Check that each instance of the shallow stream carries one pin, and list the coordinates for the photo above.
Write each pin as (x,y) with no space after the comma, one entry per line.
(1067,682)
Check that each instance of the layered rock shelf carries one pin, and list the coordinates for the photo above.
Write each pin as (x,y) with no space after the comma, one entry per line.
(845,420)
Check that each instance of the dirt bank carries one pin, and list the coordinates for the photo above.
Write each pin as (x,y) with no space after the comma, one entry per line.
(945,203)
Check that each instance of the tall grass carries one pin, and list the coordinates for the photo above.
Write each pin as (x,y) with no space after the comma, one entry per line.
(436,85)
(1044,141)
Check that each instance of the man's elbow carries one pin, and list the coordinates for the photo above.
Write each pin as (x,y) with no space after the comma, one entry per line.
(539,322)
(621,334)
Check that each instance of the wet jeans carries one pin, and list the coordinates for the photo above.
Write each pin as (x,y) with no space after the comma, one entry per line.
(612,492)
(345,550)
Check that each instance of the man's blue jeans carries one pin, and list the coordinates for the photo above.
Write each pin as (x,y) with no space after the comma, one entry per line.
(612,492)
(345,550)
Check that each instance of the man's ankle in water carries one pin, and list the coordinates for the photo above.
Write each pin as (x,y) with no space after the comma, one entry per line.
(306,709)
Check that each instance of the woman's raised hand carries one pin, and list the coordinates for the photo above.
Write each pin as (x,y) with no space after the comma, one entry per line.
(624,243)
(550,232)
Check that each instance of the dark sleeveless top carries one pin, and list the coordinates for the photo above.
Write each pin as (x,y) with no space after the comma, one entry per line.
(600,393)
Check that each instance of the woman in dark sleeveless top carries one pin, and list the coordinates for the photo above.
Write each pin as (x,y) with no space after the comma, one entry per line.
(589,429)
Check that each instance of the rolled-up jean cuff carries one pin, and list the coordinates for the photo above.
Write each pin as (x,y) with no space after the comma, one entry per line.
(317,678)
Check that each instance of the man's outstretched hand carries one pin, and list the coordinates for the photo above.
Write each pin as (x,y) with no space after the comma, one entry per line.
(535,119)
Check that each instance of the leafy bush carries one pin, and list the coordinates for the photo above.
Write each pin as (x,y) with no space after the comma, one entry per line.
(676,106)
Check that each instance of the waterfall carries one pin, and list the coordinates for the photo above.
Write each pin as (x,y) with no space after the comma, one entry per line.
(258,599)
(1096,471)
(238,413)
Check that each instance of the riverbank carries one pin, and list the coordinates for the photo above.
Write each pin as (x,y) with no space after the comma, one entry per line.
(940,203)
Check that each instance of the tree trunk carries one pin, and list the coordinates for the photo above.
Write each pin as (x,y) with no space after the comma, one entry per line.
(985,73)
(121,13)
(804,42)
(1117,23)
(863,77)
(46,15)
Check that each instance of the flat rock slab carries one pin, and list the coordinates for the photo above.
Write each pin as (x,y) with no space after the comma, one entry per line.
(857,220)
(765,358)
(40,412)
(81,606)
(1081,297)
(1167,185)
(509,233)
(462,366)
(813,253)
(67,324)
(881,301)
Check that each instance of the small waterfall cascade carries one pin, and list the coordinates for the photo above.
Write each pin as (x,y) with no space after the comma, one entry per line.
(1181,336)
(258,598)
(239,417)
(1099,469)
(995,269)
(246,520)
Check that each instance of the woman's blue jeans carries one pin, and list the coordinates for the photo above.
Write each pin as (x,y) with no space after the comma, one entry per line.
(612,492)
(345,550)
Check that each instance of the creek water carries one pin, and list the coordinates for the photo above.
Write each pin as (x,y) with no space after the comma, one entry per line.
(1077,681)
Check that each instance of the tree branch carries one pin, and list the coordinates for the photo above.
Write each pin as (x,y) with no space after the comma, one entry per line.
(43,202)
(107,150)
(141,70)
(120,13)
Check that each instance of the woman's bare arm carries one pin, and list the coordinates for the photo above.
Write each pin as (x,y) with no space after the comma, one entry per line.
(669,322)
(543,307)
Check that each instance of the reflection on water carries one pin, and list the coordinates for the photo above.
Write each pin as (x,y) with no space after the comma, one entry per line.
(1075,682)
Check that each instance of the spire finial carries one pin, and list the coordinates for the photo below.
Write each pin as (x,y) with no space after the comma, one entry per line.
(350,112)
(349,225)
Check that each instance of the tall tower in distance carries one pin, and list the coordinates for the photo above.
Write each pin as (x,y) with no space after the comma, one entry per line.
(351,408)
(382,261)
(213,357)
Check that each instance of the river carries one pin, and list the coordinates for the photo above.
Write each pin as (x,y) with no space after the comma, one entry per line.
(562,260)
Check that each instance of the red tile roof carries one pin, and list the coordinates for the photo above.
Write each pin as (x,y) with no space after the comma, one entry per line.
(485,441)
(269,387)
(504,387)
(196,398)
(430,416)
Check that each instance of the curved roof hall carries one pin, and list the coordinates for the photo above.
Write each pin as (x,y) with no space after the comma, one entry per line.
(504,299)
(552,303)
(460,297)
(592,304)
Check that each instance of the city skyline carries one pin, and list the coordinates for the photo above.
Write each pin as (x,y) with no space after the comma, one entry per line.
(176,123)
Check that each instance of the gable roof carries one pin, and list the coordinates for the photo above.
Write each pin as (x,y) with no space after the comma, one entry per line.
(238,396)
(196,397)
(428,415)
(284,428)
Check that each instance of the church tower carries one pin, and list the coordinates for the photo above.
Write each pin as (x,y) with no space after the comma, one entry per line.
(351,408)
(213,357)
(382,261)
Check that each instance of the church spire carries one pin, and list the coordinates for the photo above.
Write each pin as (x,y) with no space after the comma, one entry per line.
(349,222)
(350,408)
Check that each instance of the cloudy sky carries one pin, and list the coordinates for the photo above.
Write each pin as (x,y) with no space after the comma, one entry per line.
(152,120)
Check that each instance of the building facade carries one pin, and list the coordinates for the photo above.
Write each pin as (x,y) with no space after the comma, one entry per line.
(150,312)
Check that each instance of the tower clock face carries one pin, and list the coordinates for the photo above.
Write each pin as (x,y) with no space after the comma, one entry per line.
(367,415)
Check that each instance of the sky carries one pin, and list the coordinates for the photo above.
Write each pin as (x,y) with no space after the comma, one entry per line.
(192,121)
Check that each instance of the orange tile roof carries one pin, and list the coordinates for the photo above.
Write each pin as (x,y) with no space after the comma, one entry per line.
§ §
The task » Please report how many lines of the material above contain the string "tree", with no other words.

Answer box » 2